--- Document section Enclosed Below ---

Gutless Scottish Hacks Finally Question Gerrard’s Record … After He’s Gone.

The revisionism always comes when the empire totters and collapses, or otherwise comes to an end, doesn’t it? Because whilst it endures none dare question it. Whilst it reigns supreme, its enemies know to do nothing and say nothing which offends those in power.

Here in Scotland, the media never properly scrutinises an Ibrox reign until it passes into history and the next one is being ushered in.

The revisionism over Gerrard’s time in this fair land is already underway, with the most emphatic piece of it, at least so far, coming from Andrew Smith at The Scotsman, which echoes some of the stuff I’ve written so clearly than I can almost hear myself in his words.

The brazen cheek of it is beaten only be the tardiness of the realisations which were obvious to any person.

It was Gerrard himself who drove them to their present dire straits.

Just as Walter Smith did with Rangers, leaving his pal McCoist to pick up the pieces.

Who picks up the pieces here?

Before the media even gets into that, it has to start putting the Gerrard departure into another context, one where the Ibrox club should be glad to see the back of him.

I’ll have to cover Smith’s piece in more detail later. Because he’s not the only person in the media, which up until now has been nothing but slavish in their commentary on Gerrard, to suddenly decide that maybe the garden at Ibrox hasn’t been all that rosy after all.

All season long, I’ve been saying that their form was at least as shaky as ours.

Their defence hasn’t been great, and that’s if we’re being generous.

There are issues in their squad.

Gerrard’s success last season was freakish and built on something not quite right. Nobody wants to look into it, but I wonder if Smith’s use of the phrase “the cycle for the club’s current squad appears nearing its conclusion” isn’t a nod and a wink to the wise.

--- End of Enclosed Document section ---
--- Data provided Enclosed Below ---

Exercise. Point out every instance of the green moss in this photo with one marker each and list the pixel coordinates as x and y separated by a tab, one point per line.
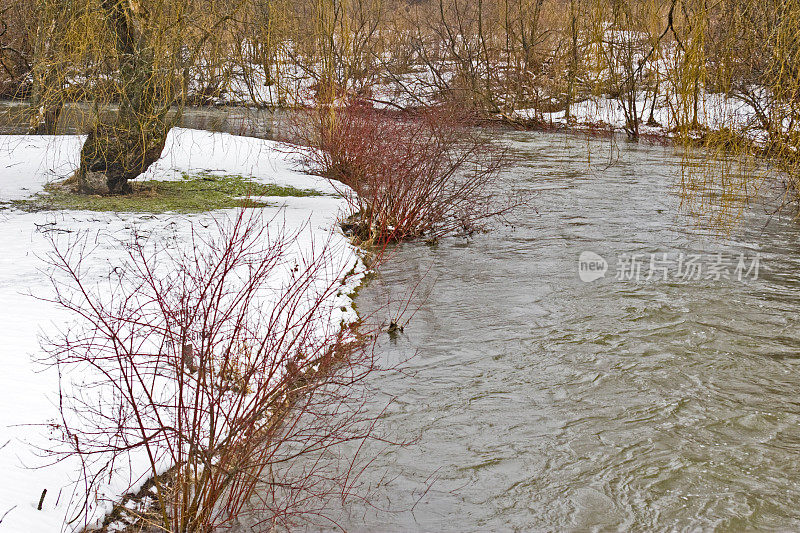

--- End of Enclosed Data provided ---

Assignment 1:
In the piece on Gerrard's record:
(a) Which publication does Andrew Smith write for?
(b) Who was left to pick up the pieces after Walter Smith?
(c) What has the writer been saying all season long about the Ibrox club's form?
Assignment 2: Can you carry the piece on Gerrard's record on from its final sentence, in the same voice?
Nothing in the lines is needed here.

Answer section 1:
(a) The Scotsman.
(b) McCoist.
(c) That it was at least as shaky as "ours."

Answer section 2:
Because I’ve written about “the cycle”.

A lot of people thought I was mad, but I said that one of the ways you’d know – other than the formbook – is if Gerrard jumped at the first available job. Nobody is laughing anymore. I don’t expect any serious investigation either though.

There is nothing new in what’s about to happen. Every former Ibrox boss gets this, unless it was the media who hounded them out in the first place for heaping shame and humiliation on the operation. That was the fate of Warburton and Caixinha after all … but let’s not forget that the coverage these guys got in the early stages made the word “slavish” sound too tame.

That Gerrard leaves one almighty mess behind him is apparent to even the stupidest person, which is why I offer no congratulations to Smith or others in the media who have come to the jaw-droppingly obvious conclusion that this all might present the club there with a problem or two … but I do find the abrupt desire to examine his record as a manager somewhat amusing.

All of a sudden, one trophy in nine isn’t a great return for all that money he spent! Wow. Did they need to use actual brain cells to draw that conclusion? When Callum Davidson has bested you in terms of actual honours, that’s not a good look when you roll up for the job at Anfield.

Why has it taken until the day he sneaks out the back door like a poor man’s Brendan Rodgers for that to merit discussion and debate? The media’s dread of the Ibrox machine is equalled only by their obsequious hero worship of the man himself.

That “like a wedding reception waiting for the bride” piece from his first presser hasn’t improved with age.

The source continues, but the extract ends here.